What is required ▸ The output should be exactly the lines from the one containing "Where in this screenshot is the dark cloud?" through the last line of the records, and only those.

Collected data ▸

------------

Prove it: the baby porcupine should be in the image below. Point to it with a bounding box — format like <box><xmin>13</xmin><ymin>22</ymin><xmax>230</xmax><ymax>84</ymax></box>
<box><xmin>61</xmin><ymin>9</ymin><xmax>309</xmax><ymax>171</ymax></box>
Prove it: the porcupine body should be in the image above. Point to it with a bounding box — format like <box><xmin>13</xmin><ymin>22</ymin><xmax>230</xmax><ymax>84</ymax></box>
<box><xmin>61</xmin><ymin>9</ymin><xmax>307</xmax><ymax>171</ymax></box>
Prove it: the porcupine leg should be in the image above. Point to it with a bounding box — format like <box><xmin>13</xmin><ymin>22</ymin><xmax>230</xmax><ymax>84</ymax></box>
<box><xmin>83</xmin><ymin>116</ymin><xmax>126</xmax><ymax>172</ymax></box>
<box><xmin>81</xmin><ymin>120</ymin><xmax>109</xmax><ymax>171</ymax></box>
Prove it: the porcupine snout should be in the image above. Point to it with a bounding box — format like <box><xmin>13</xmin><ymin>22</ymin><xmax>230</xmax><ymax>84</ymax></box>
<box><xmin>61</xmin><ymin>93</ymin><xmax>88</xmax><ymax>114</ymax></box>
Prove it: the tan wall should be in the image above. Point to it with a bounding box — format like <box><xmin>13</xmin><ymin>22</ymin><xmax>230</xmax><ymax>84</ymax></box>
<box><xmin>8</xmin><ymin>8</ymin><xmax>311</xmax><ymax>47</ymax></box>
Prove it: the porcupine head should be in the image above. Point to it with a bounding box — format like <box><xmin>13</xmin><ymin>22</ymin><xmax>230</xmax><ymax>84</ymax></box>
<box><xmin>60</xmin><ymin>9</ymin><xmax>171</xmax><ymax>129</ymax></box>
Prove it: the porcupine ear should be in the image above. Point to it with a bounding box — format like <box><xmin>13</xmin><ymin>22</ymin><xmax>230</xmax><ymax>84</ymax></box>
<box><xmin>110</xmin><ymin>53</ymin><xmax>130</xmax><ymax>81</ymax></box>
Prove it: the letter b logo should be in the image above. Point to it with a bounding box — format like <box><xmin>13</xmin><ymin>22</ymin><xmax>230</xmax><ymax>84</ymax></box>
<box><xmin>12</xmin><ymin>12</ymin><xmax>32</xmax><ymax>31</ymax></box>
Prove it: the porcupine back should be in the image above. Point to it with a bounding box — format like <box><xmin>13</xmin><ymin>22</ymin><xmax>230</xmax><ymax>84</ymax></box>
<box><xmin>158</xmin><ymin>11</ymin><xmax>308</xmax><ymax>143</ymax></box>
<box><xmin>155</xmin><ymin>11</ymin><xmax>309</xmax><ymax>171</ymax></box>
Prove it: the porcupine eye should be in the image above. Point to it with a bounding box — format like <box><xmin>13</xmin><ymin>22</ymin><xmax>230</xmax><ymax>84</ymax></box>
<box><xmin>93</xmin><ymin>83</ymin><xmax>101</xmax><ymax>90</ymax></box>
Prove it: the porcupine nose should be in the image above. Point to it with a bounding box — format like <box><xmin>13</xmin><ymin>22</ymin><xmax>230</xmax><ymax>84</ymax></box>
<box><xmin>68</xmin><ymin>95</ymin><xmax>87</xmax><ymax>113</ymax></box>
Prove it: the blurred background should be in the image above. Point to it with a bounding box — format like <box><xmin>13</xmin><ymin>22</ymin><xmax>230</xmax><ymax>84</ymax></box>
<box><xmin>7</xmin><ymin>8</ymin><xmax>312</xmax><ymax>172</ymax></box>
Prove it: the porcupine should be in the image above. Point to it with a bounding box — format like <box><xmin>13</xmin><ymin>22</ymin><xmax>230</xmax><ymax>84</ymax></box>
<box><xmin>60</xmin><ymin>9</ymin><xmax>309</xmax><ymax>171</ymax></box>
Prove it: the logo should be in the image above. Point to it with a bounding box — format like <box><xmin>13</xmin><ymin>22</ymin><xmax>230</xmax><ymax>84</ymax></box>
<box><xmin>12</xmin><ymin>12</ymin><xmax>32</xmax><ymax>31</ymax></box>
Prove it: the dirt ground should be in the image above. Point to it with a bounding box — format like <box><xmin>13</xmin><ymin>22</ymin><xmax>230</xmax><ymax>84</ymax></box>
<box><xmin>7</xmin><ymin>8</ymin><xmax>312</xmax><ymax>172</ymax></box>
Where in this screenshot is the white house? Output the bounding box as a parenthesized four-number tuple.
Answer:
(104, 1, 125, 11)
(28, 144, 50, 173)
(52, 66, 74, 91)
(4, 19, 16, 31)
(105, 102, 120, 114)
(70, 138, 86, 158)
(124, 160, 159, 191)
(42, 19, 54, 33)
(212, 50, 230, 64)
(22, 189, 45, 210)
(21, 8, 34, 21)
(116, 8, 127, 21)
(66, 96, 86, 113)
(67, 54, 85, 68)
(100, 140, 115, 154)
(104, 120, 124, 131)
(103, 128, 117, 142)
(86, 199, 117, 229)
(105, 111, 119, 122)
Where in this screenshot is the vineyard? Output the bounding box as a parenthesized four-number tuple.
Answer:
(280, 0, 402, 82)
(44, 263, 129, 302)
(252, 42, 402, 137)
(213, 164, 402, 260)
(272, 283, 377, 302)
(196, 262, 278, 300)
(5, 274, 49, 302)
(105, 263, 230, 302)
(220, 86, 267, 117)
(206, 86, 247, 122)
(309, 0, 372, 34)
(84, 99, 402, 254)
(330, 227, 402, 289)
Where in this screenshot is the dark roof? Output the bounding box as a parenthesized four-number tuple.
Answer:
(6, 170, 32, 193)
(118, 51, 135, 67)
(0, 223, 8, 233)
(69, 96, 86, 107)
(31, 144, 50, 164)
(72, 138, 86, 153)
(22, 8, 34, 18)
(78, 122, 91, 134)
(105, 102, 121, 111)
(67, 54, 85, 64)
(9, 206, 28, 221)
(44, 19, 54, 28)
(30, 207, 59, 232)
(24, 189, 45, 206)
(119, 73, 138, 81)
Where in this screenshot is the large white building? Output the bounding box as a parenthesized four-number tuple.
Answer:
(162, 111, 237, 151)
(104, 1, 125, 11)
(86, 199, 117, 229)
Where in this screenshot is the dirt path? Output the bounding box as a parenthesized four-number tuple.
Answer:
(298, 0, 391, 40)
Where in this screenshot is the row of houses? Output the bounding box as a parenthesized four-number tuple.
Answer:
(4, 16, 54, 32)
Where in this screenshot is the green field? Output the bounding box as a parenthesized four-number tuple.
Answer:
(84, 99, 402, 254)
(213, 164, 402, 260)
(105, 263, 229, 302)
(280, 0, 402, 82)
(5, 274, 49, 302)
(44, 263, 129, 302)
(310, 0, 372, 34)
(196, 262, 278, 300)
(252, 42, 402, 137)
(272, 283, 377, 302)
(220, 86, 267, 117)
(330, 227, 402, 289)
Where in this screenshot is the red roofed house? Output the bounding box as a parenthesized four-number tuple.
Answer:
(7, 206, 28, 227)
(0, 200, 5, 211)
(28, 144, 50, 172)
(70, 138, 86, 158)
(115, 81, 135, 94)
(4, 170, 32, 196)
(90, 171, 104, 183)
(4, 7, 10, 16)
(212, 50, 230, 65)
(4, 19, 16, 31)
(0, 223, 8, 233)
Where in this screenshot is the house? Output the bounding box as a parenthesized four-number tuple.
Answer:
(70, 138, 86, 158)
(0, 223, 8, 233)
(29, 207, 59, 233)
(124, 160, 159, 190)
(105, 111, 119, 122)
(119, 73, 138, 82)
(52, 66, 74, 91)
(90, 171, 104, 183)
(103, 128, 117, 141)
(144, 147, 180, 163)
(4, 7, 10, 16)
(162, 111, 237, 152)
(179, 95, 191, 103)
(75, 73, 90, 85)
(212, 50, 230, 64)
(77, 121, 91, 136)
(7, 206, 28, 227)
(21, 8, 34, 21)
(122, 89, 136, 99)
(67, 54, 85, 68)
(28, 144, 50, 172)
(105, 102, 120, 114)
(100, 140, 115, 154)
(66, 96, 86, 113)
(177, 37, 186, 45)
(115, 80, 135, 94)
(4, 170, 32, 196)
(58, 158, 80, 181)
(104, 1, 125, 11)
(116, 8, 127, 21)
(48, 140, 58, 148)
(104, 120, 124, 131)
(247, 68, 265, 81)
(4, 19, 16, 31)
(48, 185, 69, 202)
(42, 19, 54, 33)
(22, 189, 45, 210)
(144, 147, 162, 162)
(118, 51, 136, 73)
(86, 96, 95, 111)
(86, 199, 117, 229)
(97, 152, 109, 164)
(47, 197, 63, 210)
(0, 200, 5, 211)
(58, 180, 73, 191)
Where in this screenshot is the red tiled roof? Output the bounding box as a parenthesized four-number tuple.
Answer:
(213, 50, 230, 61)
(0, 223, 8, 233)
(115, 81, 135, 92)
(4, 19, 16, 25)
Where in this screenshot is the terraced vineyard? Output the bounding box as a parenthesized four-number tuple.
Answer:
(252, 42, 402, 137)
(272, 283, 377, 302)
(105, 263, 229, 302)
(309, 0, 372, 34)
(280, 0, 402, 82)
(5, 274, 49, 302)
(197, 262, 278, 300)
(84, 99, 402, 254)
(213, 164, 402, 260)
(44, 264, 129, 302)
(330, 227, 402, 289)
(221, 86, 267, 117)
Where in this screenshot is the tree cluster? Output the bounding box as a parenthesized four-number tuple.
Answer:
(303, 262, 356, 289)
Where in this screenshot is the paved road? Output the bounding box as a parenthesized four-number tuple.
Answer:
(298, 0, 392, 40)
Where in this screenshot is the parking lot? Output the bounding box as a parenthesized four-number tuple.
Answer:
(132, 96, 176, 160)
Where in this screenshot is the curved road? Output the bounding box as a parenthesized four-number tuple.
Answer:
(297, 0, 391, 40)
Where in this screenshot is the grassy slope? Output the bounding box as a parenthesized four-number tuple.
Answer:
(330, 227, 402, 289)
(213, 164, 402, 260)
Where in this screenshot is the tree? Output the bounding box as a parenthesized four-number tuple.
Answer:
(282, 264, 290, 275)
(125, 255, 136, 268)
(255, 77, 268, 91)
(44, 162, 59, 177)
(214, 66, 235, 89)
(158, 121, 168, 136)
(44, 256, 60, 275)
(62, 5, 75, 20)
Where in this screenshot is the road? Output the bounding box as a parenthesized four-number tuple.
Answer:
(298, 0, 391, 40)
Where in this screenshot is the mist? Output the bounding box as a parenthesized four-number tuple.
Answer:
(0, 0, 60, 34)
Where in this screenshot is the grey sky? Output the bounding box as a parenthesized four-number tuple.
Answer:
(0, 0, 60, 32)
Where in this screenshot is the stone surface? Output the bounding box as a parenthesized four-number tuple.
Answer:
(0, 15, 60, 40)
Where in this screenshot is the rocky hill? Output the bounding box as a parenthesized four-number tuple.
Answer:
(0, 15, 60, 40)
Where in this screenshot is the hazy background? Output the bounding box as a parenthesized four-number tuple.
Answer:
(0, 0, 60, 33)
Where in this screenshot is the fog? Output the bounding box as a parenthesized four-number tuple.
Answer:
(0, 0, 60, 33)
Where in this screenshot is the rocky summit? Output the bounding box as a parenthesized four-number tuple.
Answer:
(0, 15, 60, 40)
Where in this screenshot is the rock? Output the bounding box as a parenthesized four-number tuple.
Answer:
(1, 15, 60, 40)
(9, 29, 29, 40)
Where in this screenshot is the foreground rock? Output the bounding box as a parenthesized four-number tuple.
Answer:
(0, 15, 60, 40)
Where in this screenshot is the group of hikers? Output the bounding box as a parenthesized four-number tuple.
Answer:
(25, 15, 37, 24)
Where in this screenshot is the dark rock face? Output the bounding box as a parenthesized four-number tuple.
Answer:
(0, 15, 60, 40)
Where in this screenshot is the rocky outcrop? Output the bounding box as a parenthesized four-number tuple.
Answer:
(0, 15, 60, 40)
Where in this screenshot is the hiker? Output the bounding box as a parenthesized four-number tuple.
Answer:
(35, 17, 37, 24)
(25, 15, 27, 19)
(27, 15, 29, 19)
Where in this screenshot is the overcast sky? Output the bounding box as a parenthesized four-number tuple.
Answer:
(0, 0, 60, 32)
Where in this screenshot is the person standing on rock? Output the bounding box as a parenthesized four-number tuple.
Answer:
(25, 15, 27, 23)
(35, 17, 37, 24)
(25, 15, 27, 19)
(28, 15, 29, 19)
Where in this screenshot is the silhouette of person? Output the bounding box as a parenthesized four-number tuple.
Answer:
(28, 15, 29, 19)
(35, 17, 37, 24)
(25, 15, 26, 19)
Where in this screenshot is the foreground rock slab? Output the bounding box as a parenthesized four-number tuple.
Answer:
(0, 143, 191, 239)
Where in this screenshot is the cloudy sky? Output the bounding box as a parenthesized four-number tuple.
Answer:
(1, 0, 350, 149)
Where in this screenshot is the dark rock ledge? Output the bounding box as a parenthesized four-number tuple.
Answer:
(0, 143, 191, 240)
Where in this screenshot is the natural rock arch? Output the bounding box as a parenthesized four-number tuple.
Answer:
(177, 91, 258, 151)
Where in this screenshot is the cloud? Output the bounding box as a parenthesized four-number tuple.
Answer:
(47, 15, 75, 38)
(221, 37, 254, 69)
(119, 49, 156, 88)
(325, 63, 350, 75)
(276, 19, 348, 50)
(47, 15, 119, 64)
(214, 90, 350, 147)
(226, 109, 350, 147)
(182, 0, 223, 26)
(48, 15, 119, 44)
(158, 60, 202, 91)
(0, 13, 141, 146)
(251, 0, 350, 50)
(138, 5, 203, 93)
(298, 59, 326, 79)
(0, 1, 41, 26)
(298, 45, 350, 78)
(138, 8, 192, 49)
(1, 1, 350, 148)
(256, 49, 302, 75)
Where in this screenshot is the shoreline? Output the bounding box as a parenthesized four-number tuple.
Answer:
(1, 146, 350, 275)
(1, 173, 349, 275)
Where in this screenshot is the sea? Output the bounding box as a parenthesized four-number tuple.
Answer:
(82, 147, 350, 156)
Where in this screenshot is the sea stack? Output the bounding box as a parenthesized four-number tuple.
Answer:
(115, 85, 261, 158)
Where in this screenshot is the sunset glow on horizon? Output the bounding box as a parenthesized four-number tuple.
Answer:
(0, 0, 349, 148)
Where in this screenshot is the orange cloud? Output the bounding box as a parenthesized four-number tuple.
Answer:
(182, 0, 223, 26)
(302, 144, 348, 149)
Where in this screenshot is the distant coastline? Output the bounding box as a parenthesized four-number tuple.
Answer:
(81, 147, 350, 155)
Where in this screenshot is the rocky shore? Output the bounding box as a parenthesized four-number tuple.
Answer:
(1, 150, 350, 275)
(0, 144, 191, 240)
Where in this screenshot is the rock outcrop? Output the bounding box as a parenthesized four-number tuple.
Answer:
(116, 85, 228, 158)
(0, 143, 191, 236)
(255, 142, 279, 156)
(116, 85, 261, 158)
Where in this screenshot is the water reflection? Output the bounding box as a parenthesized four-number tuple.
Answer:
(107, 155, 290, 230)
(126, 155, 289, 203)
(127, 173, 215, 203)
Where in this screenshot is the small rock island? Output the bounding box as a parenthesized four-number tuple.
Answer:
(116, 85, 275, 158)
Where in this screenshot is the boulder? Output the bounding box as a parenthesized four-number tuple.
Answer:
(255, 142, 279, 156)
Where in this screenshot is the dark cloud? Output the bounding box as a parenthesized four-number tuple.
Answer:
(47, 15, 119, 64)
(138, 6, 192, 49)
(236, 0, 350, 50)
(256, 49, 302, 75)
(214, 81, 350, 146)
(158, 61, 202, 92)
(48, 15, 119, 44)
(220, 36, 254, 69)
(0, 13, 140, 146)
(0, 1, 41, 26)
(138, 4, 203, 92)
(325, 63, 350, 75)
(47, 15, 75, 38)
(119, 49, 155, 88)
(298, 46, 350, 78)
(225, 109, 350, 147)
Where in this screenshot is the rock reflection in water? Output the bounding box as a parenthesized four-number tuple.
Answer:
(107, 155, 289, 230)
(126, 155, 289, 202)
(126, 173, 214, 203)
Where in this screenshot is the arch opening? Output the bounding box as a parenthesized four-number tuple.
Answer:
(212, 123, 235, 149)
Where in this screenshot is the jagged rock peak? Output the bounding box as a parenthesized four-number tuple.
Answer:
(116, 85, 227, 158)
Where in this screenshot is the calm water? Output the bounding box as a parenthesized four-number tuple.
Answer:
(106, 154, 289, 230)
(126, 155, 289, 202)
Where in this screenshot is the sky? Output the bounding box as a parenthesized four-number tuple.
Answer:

------------

The completed task ▸
Where in this screenshot is the dark cloud? Output the bounding box as a parenthesized four-number tuple.
Answer:
(47, 15, 119, 64)
(138, 6, 192, 49)
(236, 0, 350, 50)
(256, 49, 302, 75)
(214, 81, 350, 146)
(158, 61, 202, 92)
(48, 15, 119, 44)
(220, 36, 254, 69)
(0, 13, 140, 146)
(0, 1, 41, 26)
(138, 4, 203, 92)
(325, 63, 350, 75)
(47, 15, 75, 38)
(119, 49, 155, 88)
(298, 46, 350, 78)
(225, 109, 350, 147)
Where in this screenshot is the rock reflection in water? Output the bounding box as a parenthesized four-number tuple.
Answer:
(107, 155, 289, 230)
(126, 155, 289, 202)
(126, 173, 214, 203)
Where in this screenshot is the arch opening? Output the bounding box as a parenthesized four-number tuple.
Answer:
(212, 123, 235, 149)
Where in this screenshot is the jagged rock peak? Output the bounding box as a parenthesized four-number tuple.
Answer:
(116, 85, 227, 158)
Where in this screenshot is the calm water? Output the bounding box as a parenthesized four-number tuple.
Answer:
(106, 154, 289, 230)
(126, 155, 289, 202)
Where in this screenshot is the sky? Output the bounding box as a parenthesized four-number tuple.
Answer:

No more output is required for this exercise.